» Instructions to follow
Look over the material for the string "jacket". Copy every line where it turns up.

» Task material
::::

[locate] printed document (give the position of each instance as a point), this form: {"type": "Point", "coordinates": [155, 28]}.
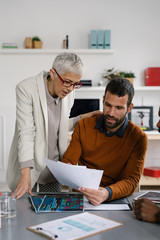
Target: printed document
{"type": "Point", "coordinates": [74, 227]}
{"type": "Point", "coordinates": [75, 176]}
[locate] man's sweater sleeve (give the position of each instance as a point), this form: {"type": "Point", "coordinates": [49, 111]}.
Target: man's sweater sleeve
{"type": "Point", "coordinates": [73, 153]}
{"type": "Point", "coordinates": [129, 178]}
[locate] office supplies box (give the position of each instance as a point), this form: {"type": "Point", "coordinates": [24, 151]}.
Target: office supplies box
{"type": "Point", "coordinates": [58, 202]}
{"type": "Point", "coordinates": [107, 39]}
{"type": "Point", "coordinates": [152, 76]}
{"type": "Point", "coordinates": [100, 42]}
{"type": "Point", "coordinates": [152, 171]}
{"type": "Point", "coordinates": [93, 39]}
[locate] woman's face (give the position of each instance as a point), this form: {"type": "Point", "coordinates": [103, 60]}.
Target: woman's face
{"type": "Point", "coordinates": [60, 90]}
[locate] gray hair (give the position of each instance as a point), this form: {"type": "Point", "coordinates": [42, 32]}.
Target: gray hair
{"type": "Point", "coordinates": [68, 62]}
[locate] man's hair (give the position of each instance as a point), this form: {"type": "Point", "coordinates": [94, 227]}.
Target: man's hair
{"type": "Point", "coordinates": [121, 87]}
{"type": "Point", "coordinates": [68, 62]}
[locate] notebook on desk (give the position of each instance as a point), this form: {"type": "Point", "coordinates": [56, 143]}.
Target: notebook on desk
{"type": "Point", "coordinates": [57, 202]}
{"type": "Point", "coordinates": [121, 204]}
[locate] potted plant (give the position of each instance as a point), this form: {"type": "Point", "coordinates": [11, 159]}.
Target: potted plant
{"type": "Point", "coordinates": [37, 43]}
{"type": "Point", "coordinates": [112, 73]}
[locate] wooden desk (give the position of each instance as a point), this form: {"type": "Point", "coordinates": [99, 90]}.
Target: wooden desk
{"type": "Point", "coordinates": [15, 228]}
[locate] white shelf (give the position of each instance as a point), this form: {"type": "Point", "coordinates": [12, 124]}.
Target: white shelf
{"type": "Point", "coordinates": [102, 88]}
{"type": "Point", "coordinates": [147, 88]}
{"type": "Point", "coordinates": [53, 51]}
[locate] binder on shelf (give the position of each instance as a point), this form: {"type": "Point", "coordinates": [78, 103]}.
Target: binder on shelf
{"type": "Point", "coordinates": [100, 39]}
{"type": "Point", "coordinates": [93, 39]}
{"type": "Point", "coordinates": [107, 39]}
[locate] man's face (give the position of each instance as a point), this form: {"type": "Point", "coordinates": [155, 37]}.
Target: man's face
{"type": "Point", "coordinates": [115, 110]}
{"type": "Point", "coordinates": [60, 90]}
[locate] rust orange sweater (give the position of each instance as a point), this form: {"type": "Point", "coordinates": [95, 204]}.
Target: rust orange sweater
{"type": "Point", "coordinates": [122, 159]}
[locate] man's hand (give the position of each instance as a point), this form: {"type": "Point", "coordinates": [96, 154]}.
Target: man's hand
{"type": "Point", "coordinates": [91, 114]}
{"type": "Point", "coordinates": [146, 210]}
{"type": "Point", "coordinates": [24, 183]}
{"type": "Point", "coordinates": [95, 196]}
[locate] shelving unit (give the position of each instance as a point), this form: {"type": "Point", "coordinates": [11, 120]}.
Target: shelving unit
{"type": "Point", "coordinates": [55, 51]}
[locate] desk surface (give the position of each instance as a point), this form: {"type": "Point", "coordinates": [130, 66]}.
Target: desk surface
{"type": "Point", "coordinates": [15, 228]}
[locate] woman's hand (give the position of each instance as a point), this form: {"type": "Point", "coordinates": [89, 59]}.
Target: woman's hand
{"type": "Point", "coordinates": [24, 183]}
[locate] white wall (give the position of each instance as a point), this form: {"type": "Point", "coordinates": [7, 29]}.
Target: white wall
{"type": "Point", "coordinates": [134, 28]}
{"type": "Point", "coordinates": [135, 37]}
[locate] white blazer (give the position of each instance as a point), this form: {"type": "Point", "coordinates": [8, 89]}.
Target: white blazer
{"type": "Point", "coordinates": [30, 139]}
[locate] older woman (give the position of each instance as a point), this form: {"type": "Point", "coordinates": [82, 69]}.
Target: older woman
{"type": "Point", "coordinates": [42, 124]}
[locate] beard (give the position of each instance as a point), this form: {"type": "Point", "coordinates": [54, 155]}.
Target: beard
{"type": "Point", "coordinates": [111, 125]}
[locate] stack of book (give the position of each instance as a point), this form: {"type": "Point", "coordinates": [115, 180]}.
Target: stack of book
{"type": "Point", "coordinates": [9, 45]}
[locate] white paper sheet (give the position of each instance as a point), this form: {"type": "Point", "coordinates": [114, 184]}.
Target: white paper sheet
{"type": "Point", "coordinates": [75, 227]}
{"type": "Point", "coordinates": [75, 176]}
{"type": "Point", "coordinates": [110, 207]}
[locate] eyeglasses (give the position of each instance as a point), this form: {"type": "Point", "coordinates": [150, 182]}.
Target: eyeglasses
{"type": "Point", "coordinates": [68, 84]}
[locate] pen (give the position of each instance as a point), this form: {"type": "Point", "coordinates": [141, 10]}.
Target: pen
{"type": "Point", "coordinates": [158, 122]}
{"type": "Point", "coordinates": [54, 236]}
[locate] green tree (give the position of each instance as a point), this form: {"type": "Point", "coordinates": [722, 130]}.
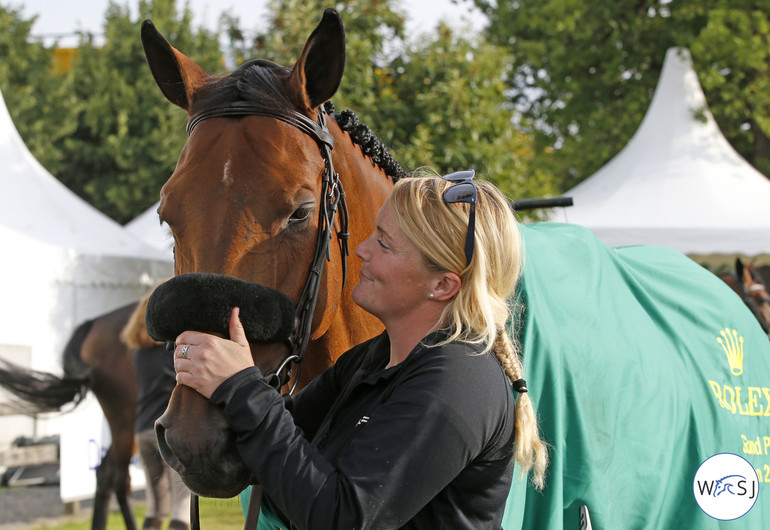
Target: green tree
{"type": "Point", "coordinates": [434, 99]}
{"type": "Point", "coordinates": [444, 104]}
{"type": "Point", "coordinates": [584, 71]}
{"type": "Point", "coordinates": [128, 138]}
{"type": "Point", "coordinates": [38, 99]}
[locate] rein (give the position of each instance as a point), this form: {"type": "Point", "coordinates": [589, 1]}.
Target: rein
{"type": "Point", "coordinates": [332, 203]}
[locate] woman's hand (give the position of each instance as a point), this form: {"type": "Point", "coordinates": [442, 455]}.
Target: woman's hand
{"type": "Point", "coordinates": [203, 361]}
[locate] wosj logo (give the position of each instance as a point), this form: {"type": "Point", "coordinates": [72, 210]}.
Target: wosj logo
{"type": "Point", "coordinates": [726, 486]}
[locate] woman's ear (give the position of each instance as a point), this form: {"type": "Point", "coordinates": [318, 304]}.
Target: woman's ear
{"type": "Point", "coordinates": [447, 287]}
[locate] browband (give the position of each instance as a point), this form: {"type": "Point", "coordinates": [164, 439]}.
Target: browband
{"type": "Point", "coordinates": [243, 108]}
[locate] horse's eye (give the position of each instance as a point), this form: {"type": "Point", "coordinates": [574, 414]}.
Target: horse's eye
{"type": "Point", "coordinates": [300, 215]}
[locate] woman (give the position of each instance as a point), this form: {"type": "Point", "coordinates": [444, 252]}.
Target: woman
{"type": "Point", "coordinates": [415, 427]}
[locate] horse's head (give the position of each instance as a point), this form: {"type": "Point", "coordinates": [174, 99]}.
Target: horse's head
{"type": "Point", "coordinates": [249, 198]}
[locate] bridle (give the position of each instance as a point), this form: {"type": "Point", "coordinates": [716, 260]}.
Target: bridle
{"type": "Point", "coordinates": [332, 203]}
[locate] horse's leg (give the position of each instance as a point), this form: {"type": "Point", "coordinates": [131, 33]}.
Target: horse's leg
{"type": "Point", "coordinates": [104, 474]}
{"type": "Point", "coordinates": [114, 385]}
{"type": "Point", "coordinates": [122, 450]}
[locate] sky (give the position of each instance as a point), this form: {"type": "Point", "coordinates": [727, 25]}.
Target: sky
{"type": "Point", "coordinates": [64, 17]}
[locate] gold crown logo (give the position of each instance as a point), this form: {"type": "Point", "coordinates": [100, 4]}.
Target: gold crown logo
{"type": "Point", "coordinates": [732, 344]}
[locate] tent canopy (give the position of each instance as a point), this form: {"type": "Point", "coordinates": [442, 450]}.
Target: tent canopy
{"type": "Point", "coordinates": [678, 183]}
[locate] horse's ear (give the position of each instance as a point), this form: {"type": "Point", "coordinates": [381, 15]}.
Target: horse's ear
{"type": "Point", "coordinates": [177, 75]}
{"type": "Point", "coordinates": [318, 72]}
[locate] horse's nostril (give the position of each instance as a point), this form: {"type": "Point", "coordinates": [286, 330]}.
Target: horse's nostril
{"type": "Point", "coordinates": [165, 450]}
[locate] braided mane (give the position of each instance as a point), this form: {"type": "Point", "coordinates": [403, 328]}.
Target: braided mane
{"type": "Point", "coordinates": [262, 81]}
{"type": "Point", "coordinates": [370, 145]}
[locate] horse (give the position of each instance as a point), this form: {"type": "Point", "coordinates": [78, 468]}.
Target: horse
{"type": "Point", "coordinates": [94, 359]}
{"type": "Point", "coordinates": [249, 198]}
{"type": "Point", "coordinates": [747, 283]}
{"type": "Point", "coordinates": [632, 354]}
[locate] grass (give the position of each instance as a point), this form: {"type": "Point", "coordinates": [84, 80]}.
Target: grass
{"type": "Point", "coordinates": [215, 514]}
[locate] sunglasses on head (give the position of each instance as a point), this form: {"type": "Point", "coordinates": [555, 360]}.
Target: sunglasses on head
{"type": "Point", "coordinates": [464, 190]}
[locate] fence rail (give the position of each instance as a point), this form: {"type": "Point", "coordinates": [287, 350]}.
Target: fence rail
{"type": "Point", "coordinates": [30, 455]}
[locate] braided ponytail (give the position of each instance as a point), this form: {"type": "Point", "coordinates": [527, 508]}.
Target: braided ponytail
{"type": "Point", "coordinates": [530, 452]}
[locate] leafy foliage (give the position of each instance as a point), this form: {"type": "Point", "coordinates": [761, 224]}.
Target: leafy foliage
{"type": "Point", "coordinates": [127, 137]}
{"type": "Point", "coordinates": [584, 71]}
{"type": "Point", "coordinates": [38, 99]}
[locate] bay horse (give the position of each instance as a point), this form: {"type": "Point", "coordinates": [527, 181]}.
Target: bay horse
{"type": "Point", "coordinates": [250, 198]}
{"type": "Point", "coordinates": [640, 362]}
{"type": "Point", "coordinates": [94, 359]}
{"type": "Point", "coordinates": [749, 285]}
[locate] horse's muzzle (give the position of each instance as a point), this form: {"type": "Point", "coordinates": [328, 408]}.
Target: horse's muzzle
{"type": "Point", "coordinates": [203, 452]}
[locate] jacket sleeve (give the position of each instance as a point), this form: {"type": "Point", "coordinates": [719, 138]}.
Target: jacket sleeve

::::

» Answer for the task
[locate] jacket sleeve (give the position of each instance as a point), this form: {"type": "Point", "coordinates": [719, 138]}.
Target: jacket sleeve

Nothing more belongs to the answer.